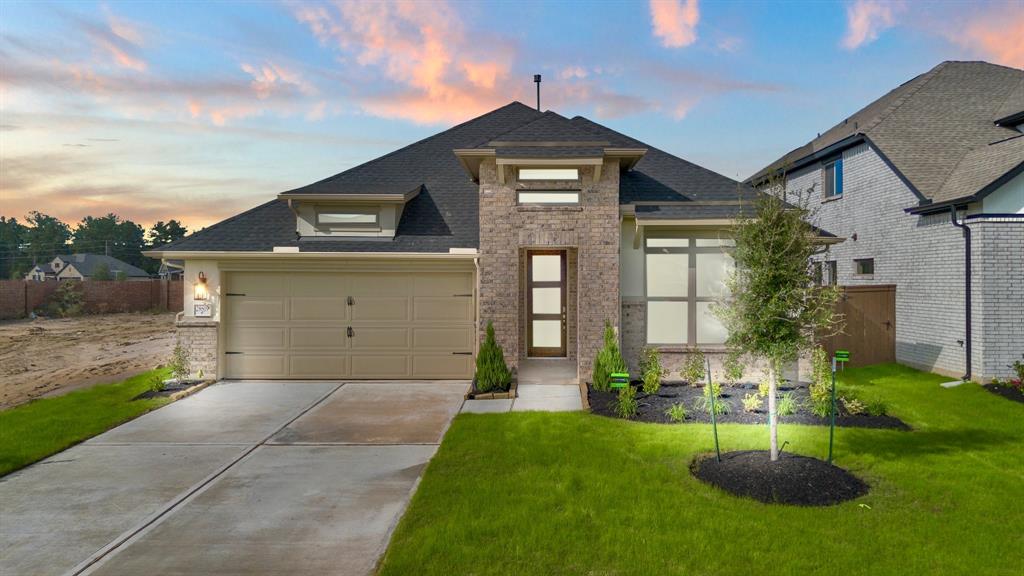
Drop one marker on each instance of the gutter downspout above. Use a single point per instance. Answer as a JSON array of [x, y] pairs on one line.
[[967, 288]]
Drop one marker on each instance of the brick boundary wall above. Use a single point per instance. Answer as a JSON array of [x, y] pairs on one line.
[[18, 297]]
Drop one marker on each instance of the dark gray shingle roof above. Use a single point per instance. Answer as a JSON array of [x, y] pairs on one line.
[[928, 125]]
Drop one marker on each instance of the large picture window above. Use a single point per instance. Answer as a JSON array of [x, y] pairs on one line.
[[684, 275]]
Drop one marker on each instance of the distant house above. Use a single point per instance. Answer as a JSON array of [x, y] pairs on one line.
[[80, 266]]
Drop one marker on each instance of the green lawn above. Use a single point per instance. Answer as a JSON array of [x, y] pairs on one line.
[[572, 493], [41, 427]]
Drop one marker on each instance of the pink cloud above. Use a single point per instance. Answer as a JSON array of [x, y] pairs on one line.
[[865, 18], [675, 22]]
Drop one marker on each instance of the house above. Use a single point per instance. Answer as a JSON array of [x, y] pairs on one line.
[[927, 183], [81, 266], [545, 225]]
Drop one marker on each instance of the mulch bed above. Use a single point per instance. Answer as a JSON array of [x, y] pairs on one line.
[[792, 480], [1010, 393], [651, 408]]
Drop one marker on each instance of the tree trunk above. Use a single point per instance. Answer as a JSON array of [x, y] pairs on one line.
[[772, 414]]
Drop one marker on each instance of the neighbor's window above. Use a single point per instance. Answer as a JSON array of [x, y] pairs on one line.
[[549, 173], [560, 197], [864, 265], [684, 276], [354, 218], [834, 178]]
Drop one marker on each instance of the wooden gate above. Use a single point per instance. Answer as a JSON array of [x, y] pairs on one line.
[[869, 325]]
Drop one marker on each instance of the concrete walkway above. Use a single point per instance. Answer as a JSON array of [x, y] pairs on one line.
[[245, 478]]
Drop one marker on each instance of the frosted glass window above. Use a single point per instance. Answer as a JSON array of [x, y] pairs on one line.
[[547, 334], [547, 300], [668, 242], [666, 323], [549, 198], [547, 268], [710, 329], [549, 173], [712, 272], [668, 275]]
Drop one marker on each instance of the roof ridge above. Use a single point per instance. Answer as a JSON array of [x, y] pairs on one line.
[[407, 147]]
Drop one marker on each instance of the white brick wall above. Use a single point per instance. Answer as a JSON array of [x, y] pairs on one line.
[[924, 257]]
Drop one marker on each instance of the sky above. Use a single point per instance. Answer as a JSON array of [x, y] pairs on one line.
[[198, 111]]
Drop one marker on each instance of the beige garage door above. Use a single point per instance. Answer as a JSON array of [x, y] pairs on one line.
[[359, 325]]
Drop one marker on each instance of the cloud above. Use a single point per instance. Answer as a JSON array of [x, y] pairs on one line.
[[675, 22], [865, 18]]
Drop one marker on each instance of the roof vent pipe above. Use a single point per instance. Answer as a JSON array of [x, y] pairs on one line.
[[537, 80]]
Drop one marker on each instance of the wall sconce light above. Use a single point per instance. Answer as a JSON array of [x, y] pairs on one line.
[[200, 290]]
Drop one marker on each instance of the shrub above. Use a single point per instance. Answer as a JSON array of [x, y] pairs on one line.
[[626, 406], [732, 369], [692, 370], [179, 364], [608, 360], [492, 372], [676, 412], [650, 364], [705, 403], [786, 405], [67, 300], [752, 402]]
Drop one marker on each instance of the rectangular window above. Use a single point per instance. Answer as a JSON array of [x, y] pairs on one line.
[[549, 173], [684, 277], [864, 266], [833, 178], [567, 197], [354, 218]]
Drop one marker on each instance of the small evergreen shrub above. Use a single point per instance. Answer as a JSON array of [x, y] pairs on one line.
[[626, 405], [608, 360], [752, 402], [492, 372], [676, 412], [692, 370]]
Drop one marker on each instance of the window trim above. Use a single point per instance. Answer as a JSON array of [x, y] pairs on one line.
[[352, 227], [691, 299], [576, 193]]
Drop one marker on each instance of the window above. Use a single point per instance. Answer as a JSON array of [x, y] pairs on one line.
[[561, 197], [549, 173], [864, 266], [352, 218], [684, 276], [833, 178]]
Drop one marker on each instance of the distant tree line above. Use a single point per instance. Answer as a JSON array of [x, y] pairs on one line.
[[41, 237]]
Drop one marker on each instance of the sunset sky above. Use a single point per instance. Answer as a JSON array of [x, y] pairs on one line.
[[196, 112]]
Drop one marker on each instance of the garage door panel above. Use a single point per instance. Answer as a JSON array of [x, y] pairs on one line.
[[442, 366], [317, 366], [380, 366], [323, 309], [305, 337], [366, 337], [255, 337], [440, 309], [452, 339], [369, 309], [255, 366]]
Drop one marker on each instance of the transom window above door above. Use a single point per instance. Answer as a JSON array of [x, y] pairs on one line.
[[684, 276]]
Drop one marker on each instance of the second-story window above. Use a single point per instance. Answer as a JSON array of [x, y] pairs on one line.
[[833, 178]]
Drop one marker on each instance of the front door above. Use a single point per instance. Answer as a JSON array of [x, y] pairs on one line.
[[546, 302]]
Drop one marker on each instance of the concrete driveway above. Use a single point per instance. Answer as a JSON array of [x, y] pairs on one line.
[[243, 478]]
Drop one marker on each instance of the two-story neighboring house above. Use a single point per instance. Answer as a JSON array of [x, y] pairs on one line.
[[927, 186], [548, 227]]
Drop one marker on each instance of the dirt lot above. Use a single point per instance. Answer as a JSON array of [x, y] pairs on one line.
[[50, 357]]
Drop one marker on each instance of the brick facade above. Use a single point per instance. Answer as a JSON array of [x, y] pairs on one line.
[[589, 233]]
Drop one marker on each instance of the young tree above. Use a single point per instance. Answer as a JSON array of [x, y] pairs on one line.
[[775, 309]]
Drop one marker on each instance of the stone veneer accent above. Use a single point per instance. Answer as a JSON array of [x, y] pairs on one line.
[[589, 232], [198, 336]]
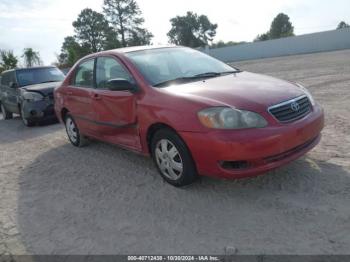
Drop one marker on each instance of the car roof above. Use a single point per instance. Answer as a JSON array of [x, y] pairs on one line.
[[26, 68], [140, 48]]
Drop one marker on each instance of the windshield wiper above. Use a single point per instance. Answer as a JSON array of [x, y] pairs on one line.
[[198, 76], [49, 81], [175, 80]]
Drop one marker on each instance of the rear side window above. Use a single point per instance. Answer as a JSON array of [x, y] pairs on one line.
[[108, 68], [84, 76]]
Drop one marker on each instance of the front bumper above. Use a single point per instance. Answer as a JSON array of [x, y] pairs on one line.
[[262, 149], [40, 110]]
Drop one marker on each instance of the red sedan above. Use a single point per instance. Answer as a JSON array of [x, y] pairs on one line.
[[192, 113]]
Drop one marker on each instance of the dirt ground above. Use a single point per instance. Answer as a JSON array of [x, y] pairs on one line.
[[57, 199]]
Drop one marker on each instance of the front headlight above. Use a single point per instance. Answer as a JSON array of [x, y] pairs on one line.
[[32, 96], [229, 118], [307, 93]]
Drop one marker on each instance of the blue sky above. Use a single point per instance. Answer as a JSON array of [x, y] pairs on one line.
[[43, 24]]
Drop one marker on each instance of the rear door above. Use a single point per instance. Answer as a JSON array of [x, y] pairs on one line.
[[115, 110], [79, 97]]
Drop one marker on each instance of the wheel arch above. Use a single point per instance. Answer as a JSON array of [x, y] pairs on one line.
[[152, 129]]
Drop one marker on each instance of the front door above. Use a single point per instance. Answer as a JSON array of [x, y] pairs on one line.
[[79, 97], [115, 110]]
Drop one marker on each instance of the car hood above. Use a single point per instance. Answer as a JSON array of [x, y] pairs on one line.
[[44, 88], [243, 90]]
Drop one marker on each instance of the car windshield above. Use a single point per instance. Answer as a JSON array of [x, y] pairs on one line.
[[164, 66], [33, 76]]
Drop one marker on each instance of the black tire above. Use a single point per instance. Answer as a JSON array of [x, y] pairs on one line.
[[189, 171], [78, 140], [26, 122], [5, 114]]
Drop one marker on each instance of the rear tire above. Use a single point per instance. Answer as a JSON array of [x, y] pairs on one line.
[[6, 115], [26, 122], [172, 158], [73, 132]]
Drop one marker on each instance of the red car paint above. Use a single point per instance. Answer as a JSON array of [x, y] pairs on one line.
[[126, 118]]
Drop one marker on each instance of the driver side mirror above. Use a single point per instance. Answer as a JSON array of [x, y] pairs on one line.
[[13, 85], [120, 84]]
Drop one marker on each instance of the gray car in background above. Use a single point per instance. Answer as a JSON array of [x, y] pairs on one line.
[[29, 92]]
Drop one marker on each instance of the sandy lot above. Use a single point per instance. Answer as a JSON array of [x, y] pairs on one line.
[[57, 199]]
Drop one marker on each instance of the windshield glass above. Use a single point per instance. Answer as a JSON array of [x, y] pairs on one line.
[[32, 76], [167, 64]]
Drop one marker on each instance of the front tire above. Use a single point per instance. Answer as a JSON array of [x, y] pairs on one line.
[[26, 122], [6, 115], [172, 158], [73, 132]]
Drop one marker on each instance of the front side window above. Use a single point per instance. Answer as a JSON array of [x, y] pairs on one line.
[[33, 76], [108, 68], [84, 76]]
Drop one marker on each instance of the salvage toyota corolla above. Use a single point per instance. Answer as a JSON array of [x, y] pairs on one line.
[[192, 113]]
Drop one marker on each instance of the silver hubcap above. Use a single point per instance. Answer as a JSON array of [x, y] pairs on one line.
[[168, 159], [71, 130]]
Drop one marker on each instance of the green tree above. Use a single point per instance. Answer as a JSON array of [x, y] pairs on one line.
[[342, 25], [7, 60], [92, 30], [31, 57], [71, 52], [125, 17], [191, 30], [281, 27]]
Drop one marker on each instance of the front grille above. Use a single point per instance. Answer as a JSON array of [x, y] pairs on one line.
[[291, 110]]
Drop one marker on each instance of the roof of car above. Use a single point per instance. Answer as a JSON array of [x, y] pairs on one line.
[[20, 69], [140, 48]]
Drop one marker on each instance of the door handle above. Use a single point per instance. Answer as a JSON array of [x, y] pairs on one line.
[[95, 96]]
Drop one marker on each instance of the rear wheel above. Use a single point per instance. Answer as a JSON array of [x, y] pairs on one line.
[[26, 122], [5, 114], [73, 132], [172, 158]]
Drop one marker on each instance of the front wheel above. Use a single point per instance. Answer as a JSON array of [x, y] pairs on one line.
[[5, 114], [73, 133], [172, 158], [26, 122]]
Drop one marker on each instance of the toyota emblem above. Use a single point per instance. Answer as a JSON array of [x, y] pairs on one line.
[[295, 106]]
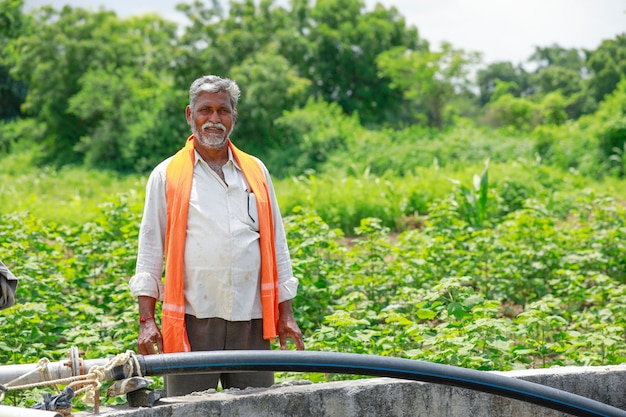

◆ ◆ ◆

Count how many lines of the items above contain the string "glass", treating uppercase and lowercase as different, and reply with the number alone.

• _EXERCISE OUTPUT_
2